* [WHAT YOU SHOULD DO]: Rewrite every one of the records below, putting "mark" wherever "dot" appears and leaving everything else unchanged.

* [RECORDS SUPPLIED]:
===============

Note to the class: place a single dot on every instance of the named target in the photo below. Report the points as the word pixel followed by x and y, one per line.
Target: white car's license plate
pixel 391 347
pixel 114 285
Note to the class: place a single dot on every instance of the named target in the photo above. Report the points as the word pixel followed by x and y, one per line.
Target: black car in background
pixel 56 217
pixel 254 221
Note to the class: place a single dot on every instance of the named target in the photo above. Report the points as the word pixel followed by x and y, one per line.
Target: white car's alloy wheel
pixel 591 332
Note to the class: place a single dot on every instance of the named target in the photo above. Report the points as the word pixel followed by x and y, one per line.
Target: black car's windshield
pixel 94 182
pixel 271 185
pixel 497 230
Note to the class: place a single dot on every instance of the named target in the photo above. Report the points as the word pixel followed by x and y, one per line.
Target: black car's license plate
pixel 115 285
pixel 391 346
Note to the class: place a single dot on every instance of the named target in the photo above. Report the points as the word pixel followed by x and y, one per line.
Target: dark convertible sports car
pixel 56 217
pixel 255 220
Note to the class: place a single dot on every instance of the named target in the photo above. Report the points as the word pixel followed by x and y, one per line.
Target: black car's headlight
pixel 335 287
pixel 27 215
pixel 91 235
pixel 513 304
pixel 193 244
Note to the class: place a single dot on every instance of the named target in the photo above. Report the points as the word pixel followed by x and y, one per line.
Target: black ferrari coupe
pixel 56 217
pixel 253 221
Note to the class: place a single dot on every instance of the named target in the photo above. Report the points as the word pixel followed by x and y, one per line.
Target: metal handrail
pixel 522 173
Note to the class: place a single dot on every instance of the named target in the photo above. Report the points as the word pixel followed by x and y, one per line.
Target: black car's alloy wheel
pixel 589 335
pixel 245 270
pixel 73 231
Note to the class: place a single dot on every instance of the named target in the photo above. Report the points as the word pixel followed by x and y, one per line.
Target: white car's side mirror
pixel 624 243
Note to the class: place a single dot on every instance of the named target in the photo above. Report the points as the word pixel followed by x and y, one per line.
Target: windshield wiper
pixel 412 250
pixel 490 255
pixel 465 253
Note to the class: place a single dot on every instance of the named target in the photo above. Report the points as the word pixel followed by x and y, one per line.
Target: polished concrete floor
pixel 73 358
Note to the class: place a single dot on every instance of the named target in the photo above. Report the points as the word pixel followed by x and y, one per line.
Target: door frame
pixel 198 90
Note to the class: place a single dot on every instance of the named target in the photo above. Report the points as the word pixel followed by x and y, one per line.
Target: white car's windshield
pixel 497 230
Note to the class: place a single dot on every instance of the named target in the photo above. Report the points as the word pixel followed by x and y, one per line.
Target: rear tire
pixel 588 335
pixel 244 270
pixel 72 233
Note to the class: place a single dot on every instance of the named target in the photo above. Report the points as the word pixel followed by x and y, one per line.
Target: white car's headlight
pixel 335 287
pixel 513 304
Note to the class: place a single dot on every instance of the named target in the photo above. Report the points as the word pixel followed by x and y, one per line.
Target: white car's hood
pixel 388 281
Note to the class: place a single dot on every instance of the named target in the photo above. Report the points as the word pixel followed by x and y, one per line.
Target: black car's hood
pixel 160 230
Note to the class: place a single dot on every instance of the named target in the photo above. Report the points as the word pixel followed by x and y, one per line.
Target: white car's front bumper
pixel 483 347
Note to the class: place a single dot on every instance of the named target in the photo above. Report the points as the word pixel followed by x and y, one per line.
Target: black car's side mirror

===============

* [RESULT FOR THIS EXERCISE]:
Note to the class: place a single mark on every instance of the named target in the photo below. Report the points as the word pixel followed by x and y, one per line.
Target: white car's license plate
pixel 391 347
pixel 114 285
Note to the class: place a single mark on every instance of the named target in the photo above. Report the points as the word pixel followed by x and y, one per line.
Target: black car in background
pixel 56 217
pixel 254 221
Note to the class: place a single mark on every instance of the named target in the photo above. Report the points as the word pixel followed by x and y, one per line.
Target: white car's alloy wheel
pixel 591 332
Note to the class: place a single mark on every instance of the named target in the photo above. Report the points as the word pixel followed by x and y, one per line.
Target: black car's windshield
pixel 94 182
pixel 271 185
pixel 497 230
Note to the class: place a single mark on every instance of the named target in the photo above. Report the points as the word pixel followed by x and y, one per line.
Target: black car's license plate
pixel 115 285
pixel 391 346
Note to the class: place a single mark on every instance of the named target in the photo above. Report the points as the word pixel followed by x and y, one per line.
Target: dark convertible sports car
pixel 56 217
pixel 255 220
Note to the class: place a single mark on every instance of the named target in the photo above. Report the points as the word pixel followed by x and y, one per line.
Target: black car's headlight
pixel 335 287
pixel 27 215
pixel 91 235
pixel 513 304
pixel 193 244
Note to the class: place a single mark on every instance of the named target in the photo above. Report the points as the word pixel followed by x and y, one per line.
Target: black ferrari coupe
pixel 56 217
pixel 253 221
Note to the class: place a single mark on every instance of the named target in the photo above. Report the points as the word pixel followed by x and y, one per line.
Target: metal handrail
pixel 522 173
Note to the class: place a single mark on every instance of the named target in the photo above. Report the points as the word pixel followed by x and y, one per line.
Target: black car's alloy wheel
pixel 589 335
pixel 245 270
pixel 73 231
Note to the class: place a single mark on every instance of the named target in the photo above. Report the points as the word pixel followed by x and y, one per line.
Target: white car's side mirror
pixel 624 243
Note to the class: place a single mark on every instance of the named target in the photo above. Report the points as the word pixel followed by x and y, one per line.
Target: windshield wiper
pixel 412 250
pixel 490 255
pixel 465 253
Note to the class: place a single mark on every instance of the named target in the photo above. Report the points as the word pixel followed by x and y, one per line.
Target: polished concrete floor
pixel 73 358
Note to the class: place a single mark on every instance of the named target in the photo above. Report the points as the word pixel followed by x and y, one per line.
Target: door frame
pixel 198 90
Note to the class: place a single mark on every instance of the named target in the photo above. Report the points as the word pixel followed by x and y, one per line.
Target: white car's windshield
pixel 497 230
Note to the class: place a single mark on every instance of the named target in the photo above. Report the points as the word pixel followed by x and y, one per line.
Target: rear tire
pixel 588 335
pixel 244 270
pixel 72 233
Note to the class: place a single mark on every instance of the named target in the photo above. Report the points as the word pixel followed by x and y, one per line.
Target: white car's headlight
pixel 335 287
pixel 513 304
Note to the class: place a single mark on every instance of the named target in the photo above. Report the points as the word pixel followed by x and y, one per line.
Target: white car's hood
pixel 388 281
Note to the class: place a single mark on every instance of the named target in the photo above. Report the points as the word pixel followed by x and y, one per line.
Target: black car's hood
pixel 160 230
Note to the class: place a single mark on every instance of the named target in the photo above. Report the points as the word pixel followed by x and y, one per line.
Target: white car's front bumper
pixel 483 347
Note to the class: place a single mark on every instance of the named target in the photo above. Report the points as the word pixel followed by x and y, one per line.
Target: black car's side mirror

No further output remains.